> [YOUR OBJECTIVE]: For the entries that follow, restate word for word the line containing "jacket worn by", the line containing "in black facing", and every line that lies between them.

ENTRIES SUPPLIED below:

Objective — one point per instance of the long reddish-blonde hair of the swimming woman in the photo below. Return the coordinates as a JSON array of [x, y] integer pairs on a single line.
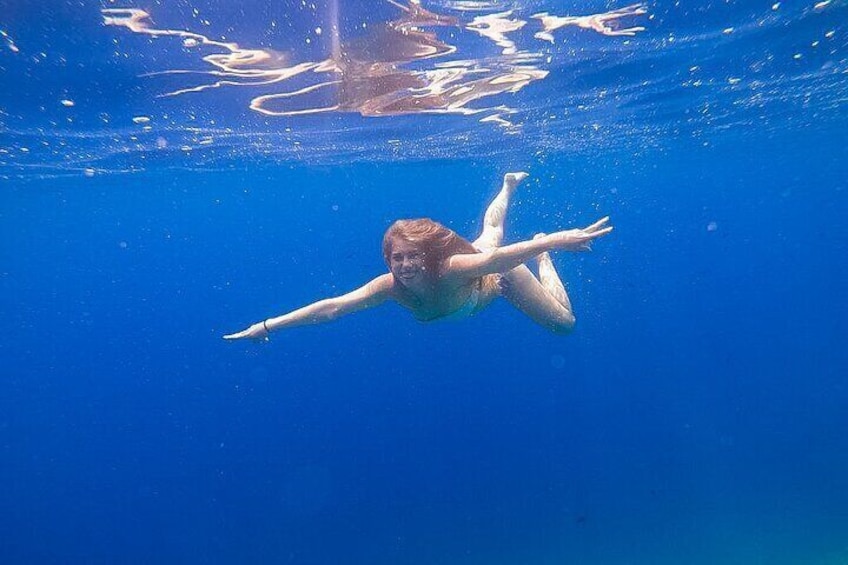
[[437, 242]]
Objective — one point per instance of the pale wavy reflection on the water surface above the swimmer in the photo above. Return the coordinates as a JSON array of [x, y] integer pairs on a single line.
[[403, 66]]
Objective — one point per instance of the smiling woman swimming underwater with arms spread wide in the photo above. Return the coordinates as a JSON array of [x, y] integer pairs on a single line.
[[438, 275]]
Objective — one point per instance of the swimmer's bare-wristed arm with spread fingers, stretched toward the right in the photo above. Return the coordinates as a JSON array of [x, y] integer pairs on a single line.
[[506, 258]]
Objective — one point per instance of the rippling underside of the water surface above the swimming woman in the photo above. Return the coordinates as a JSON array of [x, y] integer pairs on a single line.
[[204, 86]]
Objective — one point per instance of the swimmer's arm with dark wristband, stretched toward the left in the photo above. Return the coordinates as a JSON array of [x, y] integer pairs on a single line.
[[372, 294]]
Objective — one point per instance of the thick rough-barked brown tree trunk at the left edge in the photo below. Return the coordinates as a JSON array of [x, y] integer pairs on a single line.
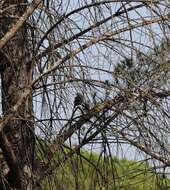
[[17, 138]]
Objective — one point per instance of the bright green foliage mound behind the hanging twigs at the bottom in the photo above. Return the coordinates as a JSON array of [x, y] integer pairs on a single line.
[[91, 171]]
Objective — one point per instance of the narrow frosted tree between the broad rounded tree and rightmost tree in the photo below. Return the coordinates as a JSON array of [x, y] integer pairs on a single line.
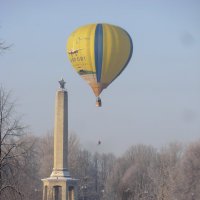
[[163, 172]]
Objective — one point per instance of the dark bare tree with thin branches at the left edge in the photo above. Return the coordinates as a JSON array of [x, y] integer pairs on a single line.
[[11, 130]]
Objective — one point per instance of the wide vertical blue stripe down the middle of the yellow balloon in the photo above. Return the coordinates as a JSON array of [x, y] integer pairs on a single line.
[[98, 46]]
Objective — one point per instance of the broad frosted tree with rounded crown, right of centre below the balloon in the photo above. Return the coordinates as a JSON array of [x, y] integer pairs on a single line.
[[130, 178]]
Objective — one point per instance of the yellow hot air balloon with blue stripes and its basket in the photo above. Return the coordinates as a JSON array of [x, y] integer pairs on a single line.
[[99, 53]]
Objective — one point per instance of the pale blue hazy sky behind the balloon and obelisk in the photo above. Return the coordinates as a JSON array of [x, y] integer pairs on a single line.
[[156, 100]]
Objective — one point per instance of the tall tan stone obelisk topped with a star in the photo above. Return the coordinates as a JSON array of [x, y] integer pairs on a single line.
[[60, 186]]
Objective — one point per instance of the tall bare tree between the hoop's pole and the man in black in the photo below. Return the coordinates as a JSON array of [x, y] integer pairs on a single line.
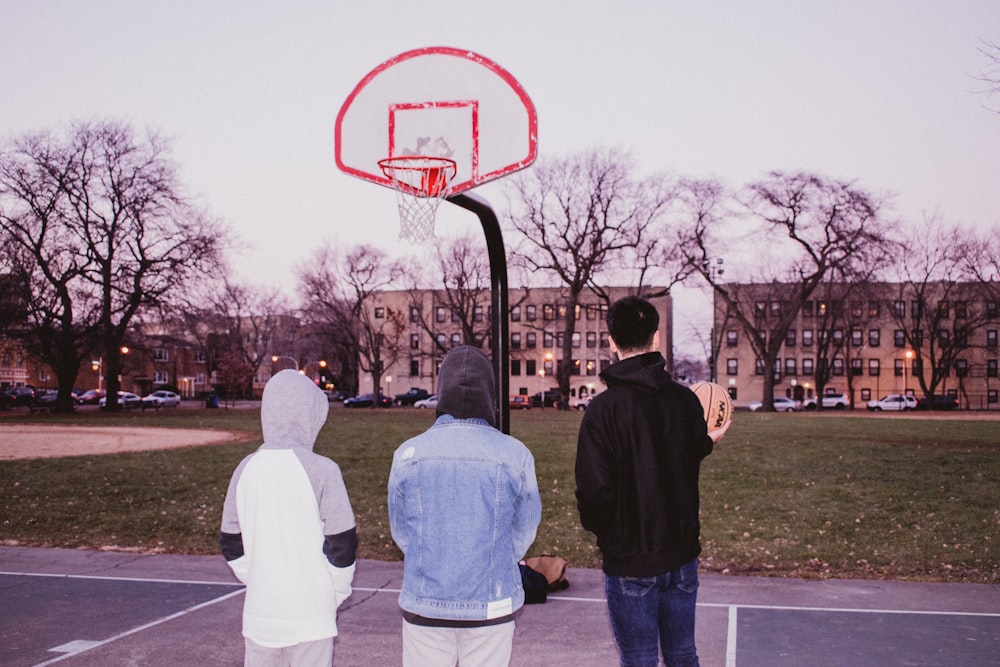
[[578, 219]]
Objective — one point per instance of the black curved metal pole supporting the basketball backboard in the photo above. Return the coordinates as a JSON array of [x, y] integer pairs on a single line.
[[499, 338]]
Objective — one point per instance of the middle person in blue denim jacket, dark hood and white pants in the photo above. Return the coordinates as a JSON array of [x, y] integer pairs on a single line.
[[464, 508]]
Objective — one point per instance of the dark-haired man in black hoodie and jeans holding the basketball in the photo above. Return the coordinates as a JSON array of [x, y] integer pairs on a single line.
[[639, 452]]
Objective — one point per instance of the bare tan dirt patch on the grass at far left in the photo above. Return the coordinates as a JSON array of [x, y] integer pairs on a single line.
[[26, 441]]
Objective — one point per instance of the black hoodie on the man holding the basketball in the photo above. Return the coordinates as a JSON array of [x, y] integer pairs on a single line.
[[638, 457]]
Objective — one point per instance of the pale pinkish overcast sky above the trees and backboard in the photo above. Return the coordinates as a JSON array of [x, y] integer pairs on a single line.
[[881, 92]]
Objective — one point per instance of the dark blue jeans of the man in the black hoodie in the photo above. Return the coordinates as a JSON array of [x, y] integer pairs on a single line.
[[651, 612]]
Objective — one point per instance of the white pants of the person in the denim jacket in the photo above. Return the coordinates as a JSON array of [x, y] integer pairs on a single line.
[[489, 646]]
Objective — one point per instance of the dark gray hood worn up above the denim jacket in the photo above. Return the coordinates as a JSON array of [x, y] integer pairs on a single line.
[[466, 387]]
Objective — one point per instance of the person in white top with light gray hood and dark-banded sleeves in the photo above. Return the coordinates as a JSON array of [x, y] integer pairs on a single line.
[[288, 531]]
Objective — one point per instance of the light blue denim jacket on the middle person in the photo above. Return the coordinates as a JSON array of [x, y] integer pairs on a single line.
[[464, 508]]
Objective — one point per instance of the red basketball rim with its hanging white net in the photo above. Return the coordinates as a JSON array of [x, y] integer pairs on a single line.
[[421, 182]]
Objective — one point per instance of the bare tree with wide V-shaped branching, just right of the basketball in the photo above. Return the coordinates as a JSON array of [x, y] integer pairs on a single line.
[[804, 229]]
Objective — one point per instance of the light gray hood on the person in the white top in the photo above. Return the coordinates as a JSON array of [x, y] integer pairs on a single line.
[[292, 411]]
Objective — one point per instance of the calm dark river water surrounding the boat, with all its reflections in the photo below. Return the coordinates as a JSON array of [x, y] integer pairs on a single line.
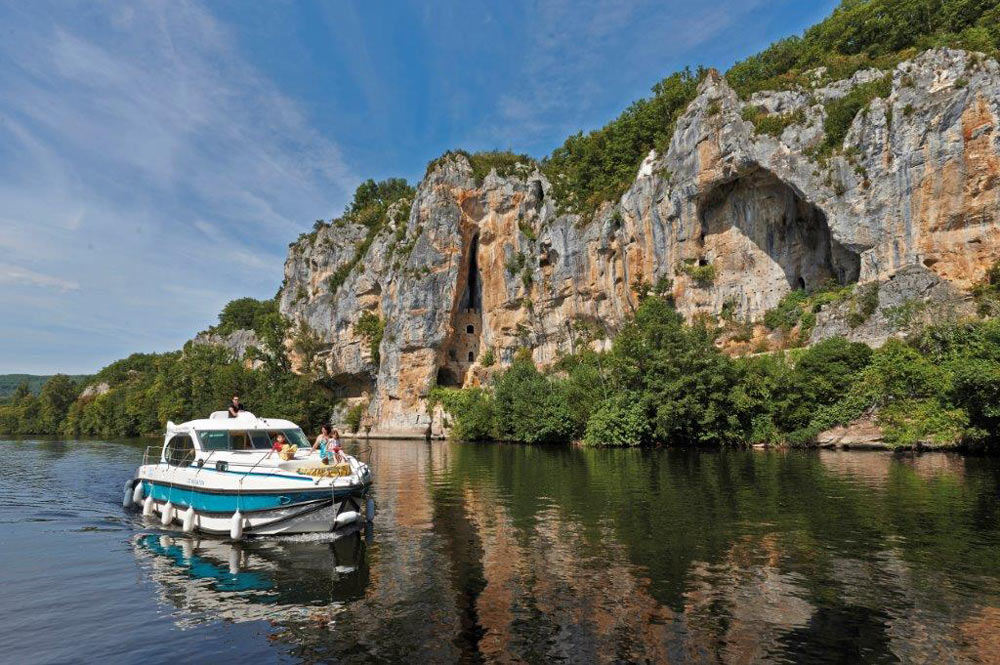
[[485, 553]]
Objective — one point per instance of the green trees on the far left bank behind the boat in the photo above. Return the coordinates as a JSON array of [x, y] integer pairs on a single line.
[[146, 390]]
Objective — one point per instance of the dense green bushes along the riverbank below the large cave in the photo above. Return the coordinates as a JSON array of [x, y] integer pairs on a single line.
[[665, 382]]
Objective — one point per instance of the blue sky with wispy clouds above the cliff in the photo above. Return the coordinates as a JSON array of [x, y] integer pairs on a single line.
[[156, 158]]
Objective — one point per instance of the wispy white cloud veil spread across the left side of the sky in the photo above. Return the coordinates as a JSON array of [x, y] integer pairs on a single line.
[[139, 149]]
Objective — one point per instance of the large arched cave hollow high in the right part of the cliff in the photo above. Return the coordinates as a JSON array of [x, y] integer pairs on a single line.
[[765, 239]]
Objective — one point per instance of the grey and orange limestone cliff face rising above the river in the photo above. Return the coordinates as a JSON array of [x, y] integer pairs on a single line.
[[733, 217]]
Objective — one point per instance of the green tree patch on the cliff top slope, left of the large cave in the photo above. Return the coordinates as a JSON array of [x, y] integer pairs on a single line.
[[589, 169]]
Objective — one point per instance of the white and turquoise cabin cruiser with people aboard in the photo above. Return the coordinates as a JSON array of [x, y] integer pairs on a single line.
[[221, 475]]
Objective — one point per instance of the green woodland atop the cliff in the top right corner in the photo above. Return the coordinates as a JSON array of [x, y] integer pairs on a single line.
[[869, 33]]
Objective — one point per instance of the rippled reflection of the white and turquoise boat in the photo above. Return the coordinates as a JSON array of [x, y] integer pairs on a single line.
[[272, 579]]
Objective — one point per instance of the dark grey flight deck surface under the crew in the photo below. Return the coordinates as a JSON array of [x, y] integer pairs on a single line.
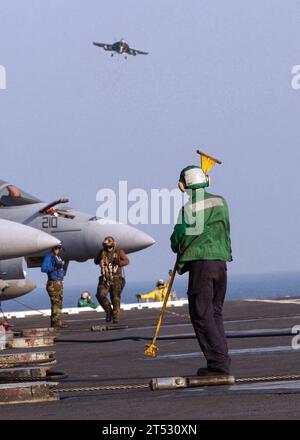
[[116, 357]]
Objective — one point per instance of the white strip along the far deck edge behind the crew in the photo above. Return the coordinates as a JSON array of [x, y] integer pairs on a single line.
[[76, 310]]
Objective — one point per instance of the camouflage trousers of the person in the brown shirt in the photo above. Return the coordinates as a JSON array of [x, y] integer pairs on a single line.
[[114, 289]]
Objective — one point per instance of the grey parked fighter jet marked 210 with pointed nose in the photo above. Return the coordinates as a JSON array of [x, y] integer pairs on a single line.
[[80, 234]]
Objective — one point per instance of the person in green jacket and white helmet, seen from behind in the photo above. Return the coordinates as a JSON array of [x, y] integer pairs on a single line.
[[201, 239]]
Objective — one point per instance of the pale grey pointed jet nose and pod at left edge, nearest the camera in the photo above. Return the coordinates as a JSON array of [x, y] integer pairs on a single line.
[[17, 240]]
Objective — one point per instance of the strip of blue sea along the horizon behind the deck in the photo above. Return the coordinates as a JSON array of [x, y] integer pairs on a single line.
[[240, 287]]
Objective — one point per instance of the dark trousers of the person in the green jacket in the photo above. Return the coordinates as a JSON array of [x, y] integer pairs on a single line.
[[206, 294]]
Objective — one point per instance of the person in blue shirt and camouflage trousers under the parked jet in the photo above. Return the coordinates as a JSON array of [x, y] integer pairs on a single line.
[[53, 266]]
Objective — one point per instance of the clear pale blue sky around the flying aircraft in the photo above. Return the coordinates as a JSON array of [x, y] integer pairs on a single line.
[[218, 77]]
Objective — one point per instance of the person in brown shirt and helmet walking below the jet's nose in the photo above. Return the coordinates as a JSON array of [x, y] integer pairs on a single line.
[[111, 261]]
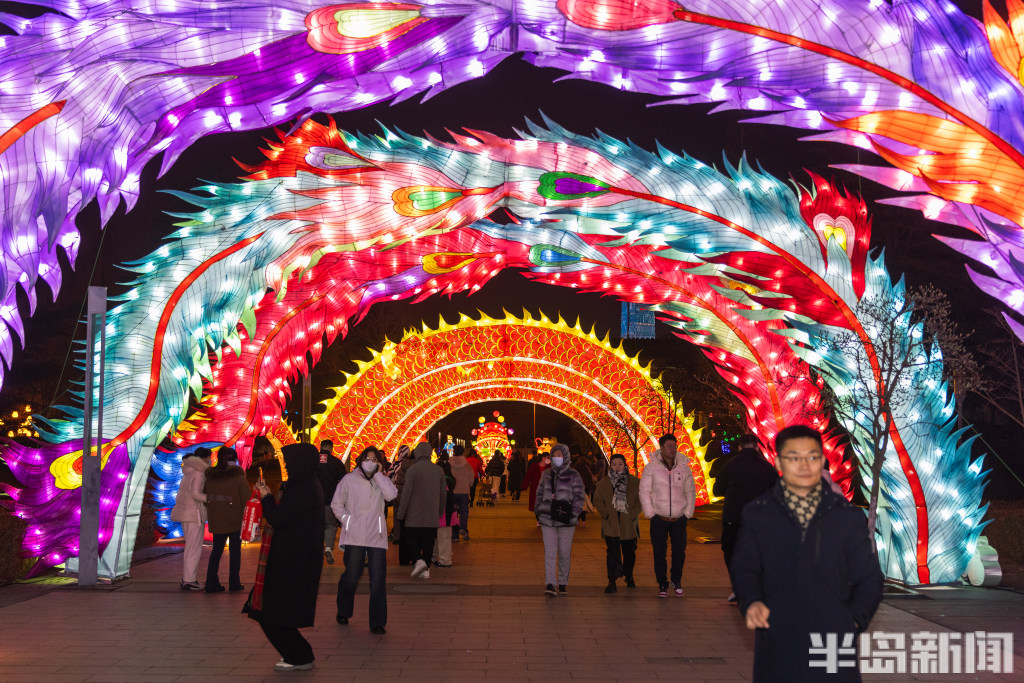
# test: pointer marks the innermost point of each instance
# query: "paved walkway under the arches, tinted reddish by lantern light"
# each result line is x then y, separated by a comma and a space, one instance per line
486, 619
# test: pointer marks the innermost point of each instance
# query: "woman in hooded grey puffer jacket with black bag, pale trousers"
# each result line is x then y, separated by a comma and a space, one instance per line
560, 502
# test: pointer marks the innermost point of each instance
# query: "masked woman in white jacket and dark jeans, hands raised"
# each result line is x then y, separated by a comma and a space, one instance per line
360, 506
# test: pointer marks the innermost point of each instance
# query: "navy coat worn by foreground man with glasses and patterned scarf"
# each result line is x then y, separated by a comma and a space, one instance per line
830, 582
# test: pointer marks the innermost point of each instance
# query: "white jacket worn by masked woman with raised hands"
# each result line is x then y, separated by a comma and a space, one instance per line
360, 505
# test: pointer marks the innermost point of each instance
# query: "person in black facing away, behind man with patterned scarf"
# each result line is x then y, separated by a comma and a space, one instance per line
745, 477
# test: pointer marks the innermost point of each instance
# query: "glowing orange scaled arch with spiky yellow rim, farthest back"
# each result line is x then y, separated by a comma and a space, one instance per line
409, 386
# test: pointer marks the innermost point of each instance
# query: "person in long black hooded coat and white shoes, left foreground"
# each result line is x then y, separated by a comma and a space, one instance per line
288, 600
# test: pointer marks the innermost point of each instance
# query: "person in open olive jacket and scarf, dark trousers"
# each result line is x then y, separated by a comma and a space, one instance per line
617, 499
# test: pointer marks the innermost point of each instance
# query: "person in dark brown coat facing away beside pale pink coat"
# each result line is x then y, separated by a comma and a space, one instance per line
228, 493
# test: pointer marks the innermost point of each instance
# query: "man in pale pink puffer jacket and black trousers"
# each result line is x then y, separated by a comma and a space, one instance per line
668, 495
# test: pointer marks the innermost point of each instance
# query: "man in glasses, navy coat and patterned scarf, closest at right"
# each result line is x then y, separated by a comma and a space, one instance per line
803, 569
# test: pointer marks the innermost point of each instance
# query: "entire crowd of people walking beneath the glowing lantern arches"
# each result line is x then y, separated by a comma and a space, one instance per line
774, 519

End of ENTRIES SUPPLIED.

> [EXERCISE RESPONSE]:
# query: "white jacket worn by masked woman with raised hands"
# each result line is x then y, separated by a comma and a space, one instance per line
360, 505
# test: pointer marks the innermost point of each instance
# query: "person in black facing away, behind man with patterned scarf"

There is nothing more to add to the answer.